Please select each line in the records below that contains the word "plaid", matching case exactly, and copy those lines out.

>> Start INFORMATION SHOWN

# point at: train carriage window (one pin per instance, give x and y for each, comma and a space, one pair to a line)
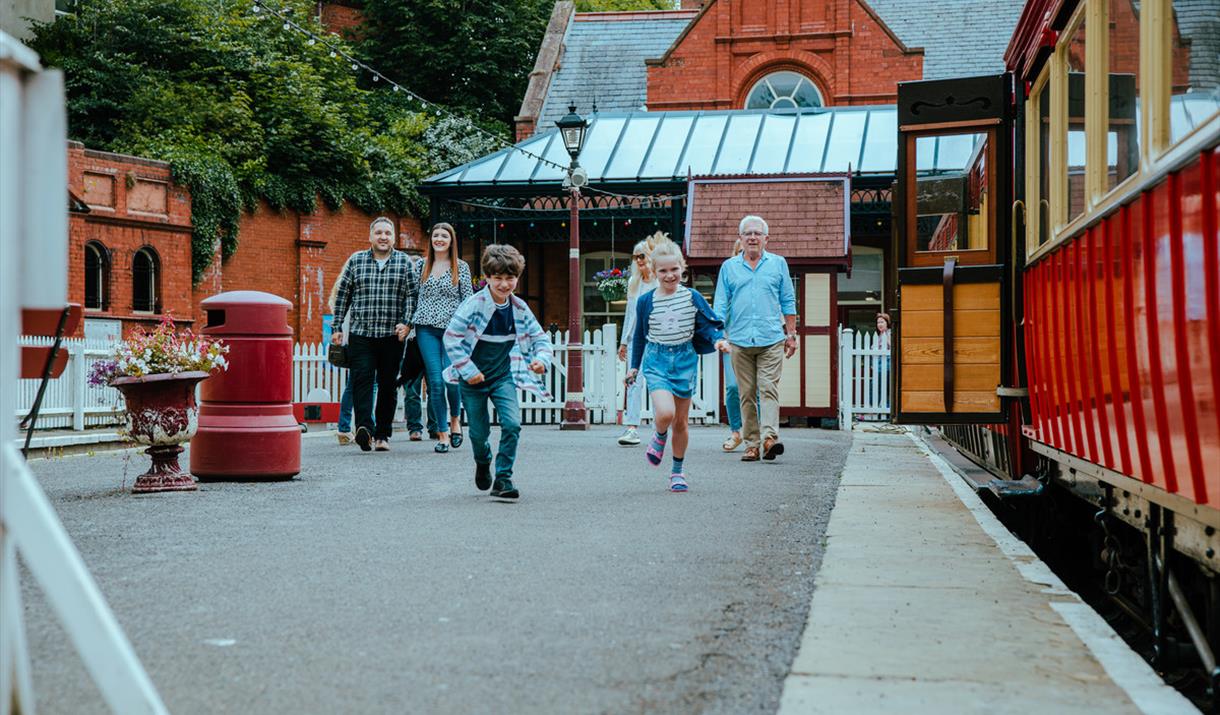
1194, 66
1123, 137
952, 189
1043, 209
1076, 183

>> End INFORMATION SHOWN
>> Start INFORMATION SHOWN

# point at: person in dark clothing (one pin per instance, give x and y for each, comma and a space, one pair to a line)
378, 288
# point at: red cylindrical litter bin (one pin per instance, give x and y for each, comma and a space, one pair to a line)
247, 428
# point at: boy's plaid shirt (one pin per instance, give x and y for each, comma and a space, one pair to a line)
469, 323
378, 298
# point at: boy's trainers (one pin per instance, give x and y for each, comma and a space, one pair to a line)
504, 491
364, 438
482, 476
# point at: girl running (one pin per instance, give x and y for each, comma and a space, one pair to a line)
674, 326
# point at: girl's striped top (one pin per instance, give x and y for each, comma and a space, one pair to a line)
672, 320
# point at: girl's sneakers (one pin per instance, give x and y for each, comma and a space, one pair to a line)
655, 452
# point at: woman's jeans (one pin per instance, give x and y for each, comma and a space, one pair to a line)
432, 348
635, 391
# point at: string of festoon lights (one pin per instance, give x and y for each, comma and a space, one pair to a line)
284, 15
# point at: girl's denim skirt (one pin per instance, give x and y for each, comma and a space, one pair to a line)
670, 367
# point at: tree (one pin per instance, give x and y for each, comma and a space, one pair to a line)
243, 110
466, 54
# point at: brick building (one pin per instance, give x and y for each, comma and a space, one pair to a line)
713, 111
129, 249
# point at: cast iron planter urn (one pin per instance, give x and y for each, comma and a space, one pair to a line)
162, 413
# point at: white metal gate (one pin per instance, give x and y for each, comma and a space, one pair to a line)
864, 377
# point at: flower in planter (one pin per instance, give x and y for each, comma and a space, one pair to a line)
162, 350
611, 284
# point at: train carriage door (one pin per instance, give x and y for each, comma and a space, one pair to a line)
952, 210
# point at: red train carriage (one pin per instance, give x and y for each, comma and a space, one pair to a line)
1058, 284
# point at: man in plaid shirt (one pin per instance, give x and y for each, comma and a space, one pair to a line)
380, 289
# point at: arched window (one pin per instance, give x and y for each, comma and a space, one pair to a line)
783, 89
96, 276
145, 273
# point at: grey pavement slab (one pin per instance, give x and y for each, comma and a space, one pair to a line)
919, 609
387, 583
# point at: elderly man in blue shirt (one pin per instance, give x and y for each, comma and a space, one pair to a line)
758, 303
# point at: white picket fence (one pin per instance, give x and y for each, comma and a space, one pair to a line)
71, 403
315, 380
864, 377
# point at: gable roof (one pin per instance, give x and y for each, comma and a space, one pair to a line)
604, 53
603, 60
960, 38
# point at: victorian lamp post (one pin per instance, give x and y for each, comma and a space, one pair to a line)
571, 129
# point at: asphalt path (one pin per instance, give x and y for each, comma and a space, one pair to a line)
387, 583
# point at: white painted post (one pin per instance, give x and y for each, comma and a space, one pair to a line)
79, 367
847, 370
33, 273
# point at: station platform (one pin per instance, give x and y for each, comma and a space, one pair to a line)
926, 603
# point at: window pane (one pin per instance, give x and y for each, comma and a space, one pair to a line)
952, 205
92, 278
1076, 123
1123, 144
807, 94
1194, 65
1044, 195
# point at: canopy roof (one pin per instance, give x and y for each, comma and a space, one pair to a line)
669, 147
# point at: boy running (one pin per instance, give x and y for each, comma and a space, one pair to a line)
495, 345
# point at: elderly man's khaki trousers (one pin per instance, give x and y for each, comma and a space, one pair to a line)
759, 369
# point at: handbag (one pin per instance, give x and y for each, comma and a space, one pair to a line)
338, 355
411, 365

>> End INFORMATION SHOWN

→ SOLUTION:
# point at: boy's plaid shirt (one pin per instance, give x and y for each, comma and a space, one pair to a line)
# point at: man in plaid shirt (one pin per instance, give x and y for each, comma and a space, one pair to a line)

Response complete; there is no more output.